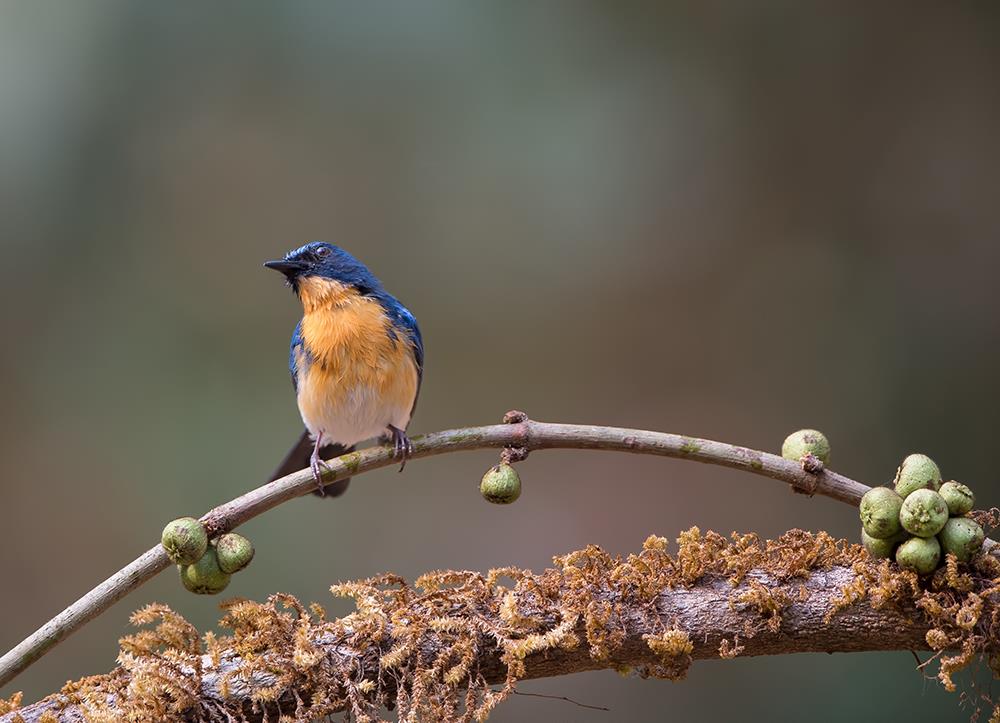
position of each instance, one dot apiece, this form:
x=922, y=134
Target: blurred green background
x=724, y=220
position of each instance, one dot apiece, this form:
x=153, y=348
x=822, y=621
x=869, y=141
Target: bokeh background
x=724, y=220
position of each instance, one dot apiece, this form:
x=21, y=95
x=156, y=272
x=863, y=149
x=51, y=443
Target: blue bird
x=356, y=360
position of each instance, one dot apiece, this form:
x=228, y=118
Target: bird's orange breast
x=358, y=374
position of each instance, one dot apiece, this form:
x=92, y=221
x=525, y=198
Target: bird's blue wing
x=293, y=351
x=405, y=325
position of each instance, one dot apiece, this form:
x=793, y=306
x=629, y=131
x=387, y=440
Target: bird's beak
x=286, y=266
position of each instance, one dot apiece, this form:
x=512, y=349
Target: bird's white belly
x=350, y=416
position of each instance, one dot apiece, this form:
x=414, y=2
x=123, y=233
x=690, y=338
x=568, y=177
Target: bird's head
x=320, y=270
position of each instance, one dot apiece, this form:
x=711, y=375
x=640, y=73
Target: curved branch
x=709, y=615
x=520, y=432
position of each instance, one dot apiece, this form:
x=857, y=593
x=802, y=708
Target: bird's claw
x=402, y=447
x=317, y=466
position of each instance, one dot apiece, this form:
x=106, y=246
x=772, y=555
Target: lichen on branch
x=454, y=644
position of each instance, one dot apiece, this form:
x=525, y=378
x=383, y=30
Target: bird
x=356, y=360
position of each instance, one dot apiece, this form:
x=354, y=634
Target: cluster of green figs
x=205, y=566
x=920, y=519
x=917, y=521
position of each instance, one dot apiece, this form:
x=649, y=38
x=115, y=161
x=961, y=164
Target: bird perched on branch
x=356, y=360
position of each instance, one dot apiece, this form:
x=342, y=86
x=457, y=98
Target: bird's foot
x=318, y=466
x=402, y=447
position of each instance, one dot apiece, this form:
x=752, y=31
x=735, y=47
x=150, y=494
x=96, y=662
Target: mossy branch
x=438, y=649
x=517, y=432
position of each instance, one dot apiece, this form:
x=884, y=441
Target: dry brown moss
x=418, y=648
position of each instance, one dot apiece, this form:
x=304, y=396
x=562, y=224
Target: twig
x=519, y=433
x=562, y=698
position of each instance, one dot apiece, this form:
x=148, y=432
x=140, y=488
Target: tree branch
x=651, y=612
x=518, y=432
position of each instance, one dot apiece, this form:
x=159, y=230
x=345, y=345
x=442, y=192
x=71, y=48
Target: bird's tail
x=298, y=458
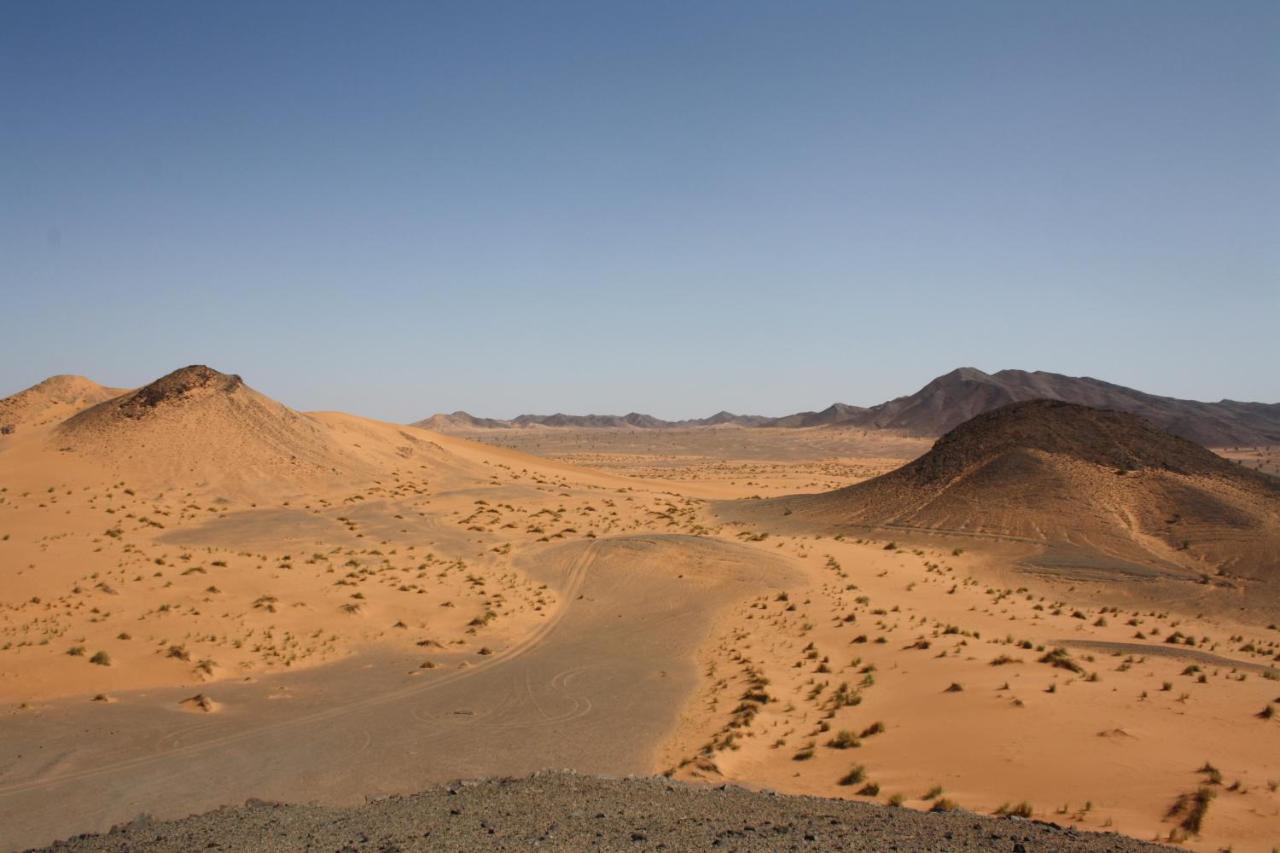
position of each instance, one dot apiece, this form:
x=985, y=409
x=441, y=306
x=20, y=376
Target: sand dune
x=196, y=576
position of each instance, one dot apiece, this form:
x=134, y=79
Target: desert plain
x=209, y=597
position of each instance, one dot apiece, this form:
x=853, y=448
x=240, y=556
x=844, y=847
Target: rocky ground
x=563, y=811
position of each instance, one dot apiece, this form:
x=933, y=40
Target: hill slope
x=1051, y=471
x=50, y=401
x=950, y=400
x=197, y=425
x=955, y=397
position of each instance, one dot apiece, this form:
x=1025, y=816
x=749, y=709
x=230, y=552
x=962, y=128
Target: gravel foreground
x=565, y=811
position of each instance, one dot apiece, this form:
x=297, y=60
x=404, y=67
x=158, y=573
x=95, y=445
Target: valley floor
x=481, y=612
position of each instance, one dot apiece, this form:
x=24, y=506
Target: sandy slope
x=410, y=607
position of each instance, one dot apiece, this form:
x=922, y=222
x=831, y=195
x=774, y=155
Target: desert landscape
x=721, y=425
x=1054, y=612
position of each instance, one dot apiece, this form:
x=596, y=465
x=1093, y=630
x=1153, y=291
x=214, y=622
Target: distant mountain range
x=949, y=401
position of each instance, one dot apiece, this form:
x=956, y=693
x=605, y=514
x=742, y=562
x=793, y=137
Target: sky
x=675, y=208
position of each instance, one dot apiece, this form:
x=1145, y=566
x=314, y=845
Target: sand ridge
x=440, y=600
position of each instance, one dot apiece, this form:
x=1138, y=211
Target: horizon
x=128, y=388
x=664, y=209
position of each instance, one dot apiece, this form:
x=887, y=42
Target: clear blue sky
x=676, y=208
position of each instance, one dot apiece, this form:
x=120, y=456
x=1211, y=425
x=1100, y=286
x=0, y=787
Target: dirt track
x=595, y=689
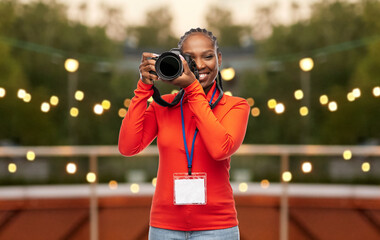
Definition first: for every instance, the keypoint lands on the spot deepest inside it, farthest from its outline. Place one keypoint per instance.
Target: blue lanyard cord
(190, 156)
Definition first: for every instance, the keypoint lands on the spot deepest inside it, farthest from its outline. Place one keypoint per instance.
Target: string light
(307, 167)
(347, 155)
(91, 177)
(280, 108)
(306, 64)
(333, 106)
(113, 185)
(323, 99)
(74, 112)
(366, 167)
(71, 168)
(45, 107)
(2, 92)
(79, 95)
(350, 96)
(154, 182)
(287, 176)
(304, 111)
(98, 109)
(106, 104)
(30, 156)
(255, 112)
(264, 183)
(12, 167)
(251, 102)
(356, 92)
(21, 93)
(27, 97)
(54, 100)
(243, 187)
(298, 94)
(228, 93)
(71, 65)
(272, 103)
(135, 188)
(376, 91)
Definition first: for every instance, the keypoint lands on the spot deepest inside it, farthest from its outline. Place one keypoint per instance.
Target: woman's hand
(186, 78)
(146, 67)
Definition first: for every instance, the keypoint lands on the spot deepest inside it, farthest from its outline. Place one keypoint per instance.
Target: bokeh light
(106, 104)
(12, 167)
(307, 167)
(376, 91)
(280, 108)
(79, 95)
(74, 112)
(255, 112)
(347, 155)
(306, 64)
(333, 106)
(71, 168)
(98, 109)
(323, 99)
(264, 183)
(45, 107)
(54, 100)
(243, 187)
(287, 176)
(272, 103)
(2, 92)
(71, 65)
(304, 111)
(113, 185)
(366, 167)
(135, 188)
(298, 94)
(91, 177)
(251, 102)
(30, 156)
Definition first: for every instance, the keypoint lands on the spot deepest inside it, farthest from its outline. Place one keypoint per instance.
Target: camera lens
(169, 66)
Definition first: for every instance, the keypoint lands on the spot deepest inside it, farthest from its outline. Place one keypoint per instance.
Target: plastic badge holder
(190, 189)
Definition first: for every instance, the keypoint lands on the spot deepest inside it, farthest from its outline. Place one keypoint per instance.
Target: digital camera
(169, 65)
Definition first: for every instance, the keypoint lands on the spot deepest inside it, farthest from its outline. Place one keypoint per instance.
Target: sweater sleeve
(139, 126)
(222, 137)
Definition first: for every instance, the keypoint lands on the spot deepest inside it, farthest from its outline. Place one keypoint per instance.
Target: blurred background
(309, 70)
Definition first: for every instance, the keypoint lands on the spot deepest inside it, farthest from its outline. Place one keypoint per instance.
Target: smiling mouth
(203, 76)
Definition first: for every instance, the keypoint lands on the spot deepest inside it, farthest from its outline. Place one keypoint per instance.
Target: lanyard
(190, 156)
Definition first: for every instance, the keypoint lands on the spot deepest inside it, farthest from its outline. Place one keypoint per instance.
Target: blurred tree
(156, 32)
(220, 22)
(43, 28)
(329, 36)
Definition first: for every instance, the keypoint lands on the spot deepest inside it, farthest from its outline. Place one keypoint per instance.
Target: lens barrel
(169, 66)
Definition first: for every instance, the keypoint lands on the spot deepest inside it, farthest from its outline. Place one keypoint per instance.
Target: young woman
(196, 138)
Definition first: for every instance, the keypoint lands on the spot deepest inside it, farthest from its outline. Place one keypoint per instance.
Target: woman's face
(203, 52)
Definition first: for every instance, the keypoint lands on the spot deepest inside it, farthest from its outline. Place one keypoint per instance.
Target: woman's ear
(219, 59)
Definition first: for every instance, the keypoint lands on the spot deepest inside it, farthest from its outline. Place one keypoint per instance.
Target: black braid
(206, 33)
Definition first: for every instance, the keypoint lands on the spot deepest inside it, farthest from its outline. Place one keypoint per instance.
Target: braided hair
(209, 35)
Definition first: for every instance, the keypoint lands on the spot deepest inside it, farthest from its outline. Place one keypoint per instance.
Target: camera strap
(158, 99)
(189, 156)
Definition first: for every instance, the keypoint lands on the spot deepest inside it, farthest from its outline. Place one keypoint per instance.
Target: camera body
(169, 65)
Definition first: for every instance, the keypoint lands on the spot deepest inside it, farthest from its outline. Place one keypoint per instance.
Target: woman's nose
(200, 64)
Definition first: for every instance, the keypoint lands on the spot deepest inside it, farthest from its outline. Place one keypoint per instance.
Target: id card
(190, 189)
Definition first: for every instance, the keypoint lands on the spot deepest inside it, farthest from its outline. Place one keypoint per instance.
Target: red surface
(128, 218)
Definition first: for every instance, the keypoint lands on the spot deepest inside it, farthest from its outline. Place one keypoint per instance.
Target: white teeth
(203, 75)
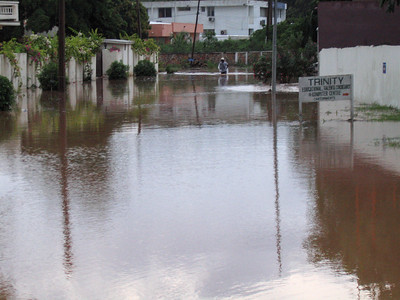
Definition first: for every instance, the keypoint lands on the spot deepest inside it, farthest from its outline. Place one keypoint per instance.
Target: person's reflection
(223, 80)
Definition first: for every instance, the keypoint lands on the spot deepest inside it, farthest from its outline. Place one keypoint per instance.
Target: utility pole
(61, 45)
(138, 17)
(274, 33)
(195, 32)
(269, 19)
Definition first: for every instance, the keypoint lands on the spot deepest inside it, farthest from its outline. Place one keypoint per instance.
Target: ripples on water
(185, 188)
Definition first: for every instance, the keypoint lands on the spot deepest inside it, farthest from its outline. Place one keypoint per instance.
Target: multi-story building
(9, 13)
(226, 18)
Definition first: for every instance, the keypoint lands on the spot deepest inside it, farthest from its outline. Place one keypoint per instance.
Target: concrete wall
(366, 63)
(121, 50)
(246, 58)
(29, 71)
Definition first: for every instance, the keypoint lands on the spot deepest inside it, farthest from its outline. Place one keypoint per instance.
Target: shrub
(118, 70)
(7, 93)
(48, 77)
(145, 68)
(172, 69)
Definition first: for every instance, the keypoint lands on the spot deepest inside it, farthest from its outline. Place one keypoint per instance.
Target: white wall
(371, 85)
(124, 54)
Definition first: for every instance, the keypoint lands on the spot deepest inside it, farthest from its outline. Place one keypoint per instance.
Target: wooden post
(61, 45)
(195, 32)
(138, 17)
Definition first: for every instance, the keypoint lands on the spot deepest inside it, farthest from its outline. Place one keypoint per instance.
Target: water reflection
(183, 187)
(355, 215)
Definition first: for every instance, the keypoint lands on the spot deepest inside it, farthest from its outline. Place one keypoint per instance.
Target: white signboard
(325, 88)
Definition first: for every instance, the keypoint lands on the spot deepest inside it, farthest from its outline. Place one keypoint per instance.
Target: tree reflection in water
(356, 226)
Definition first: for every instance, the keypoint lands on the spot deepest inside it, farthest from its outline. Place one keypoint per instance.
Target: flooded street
(194, 186)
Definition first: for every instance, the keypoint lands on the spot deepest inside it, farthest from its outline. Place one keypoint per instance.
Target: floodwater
(194, 186)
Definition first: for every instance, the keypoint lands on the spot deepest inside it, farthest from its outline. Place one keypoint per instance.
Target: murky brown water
(186, 188)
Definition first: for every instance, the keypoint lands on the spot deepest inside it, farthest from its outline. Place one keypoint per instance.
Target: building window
(210, 11)
(165, 12)
(183, 8)
(263, 12)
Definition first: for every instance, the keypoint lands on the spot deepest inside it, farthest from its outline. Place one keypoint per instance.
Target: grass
(378, 112)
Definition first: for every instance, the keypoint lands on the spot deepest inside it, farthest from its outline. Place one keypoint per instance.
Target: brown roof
(360, 23)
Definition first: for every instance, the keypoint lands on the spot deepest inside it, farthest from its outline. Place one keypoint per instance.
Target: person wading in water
(223, 66)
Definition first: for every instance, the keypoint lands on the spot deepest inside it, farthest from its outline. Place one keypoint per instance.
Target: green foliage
(117, 70)
(390, 4)
(172, 69)
(48, 77)
(110, 17)
(81, 46)
(378, 112)
(145, 68)
(7, 94)
(9, 49)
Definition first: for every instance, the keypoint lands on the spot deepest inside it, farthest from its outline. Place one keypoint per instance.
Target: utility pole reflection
(195, 103)
(140, 112)
(68, 256)
(276, 177)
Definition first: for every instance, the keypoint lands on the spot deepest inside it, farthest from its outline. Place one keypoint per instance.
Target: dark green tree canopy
(110, 17)
(390, 4)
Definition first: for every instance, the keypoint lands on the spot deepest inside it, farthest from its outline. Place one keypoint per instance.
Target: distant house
(227, 19)
(9, 15)
(163, 32)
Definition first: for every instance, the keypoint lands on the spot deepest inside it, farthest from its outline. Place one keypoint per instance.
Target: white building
(9, 15)
(226, 18)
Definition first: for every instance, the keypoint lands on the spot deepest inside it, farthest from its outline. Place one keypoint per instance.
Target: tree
(110, 17)
(390, 4)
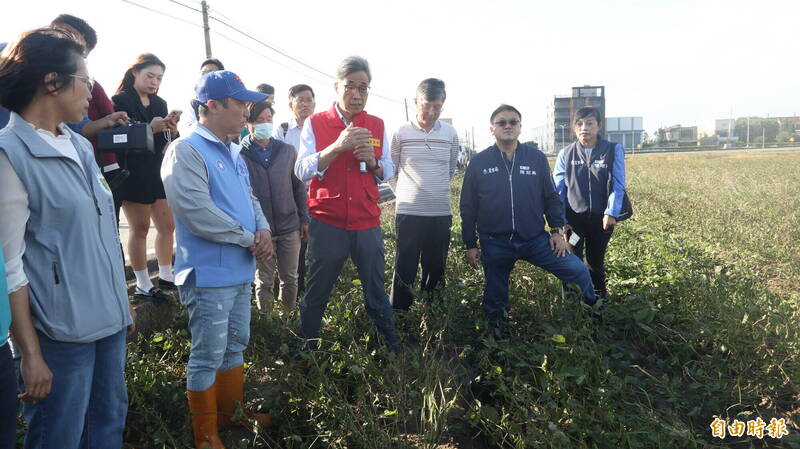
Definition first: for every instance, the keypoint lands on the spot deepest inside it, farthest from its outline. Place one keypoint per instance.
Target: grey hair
(353, 64)
(431, 89)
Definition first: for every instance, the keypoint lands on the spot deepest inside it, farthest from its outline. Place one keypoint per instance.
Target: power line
(282, 53)
(255, 39)
(230, 39)
(163, 14)
(276, 50)
(186, 6)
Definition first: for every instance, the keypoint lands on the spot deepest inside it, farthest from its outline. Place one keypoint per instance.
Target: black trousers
(301, 267)
(419, 239)
(8, 399)
(592, 246)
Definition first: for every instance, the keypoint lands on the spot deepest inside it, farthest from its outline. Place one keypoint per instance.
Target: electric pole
(206, 29)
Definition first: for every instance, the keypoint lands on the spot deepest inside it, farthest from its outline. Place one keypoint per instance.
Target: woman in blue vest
(581, 175)
(63, 258)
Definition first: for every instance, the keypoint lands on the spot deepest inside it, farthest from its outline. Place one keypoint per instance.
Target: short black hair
(142, 61)
(586, 112)
(80, 25)
(503, 108)
(265, 88)
(297, 88)
(255, 109)
(214, 61)
(25, 63)
(431, 89)
(353, 64)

### [What is required]
Retype exactly the lines of the data above that fall between the line with "Target: bird's head" and the line with "x=772, y=555", inclusive, and add nothing.

### [Answer to the problem]
Target: bird's head
x=320, y=270
position of each instance, one dot apiece, this form:
x=711, y=375
x=640, y=73
Target: curved branch
x=709, y=615
x=520, y=432
position of each instance, one dot apiece, this form:
x=857, y=593
x=802, y=708
Target: bird's claw
x=402, y=447
x=317, y=466
position of each instance, one dot apiece, this form:
x=106, y=246
x=772, y=555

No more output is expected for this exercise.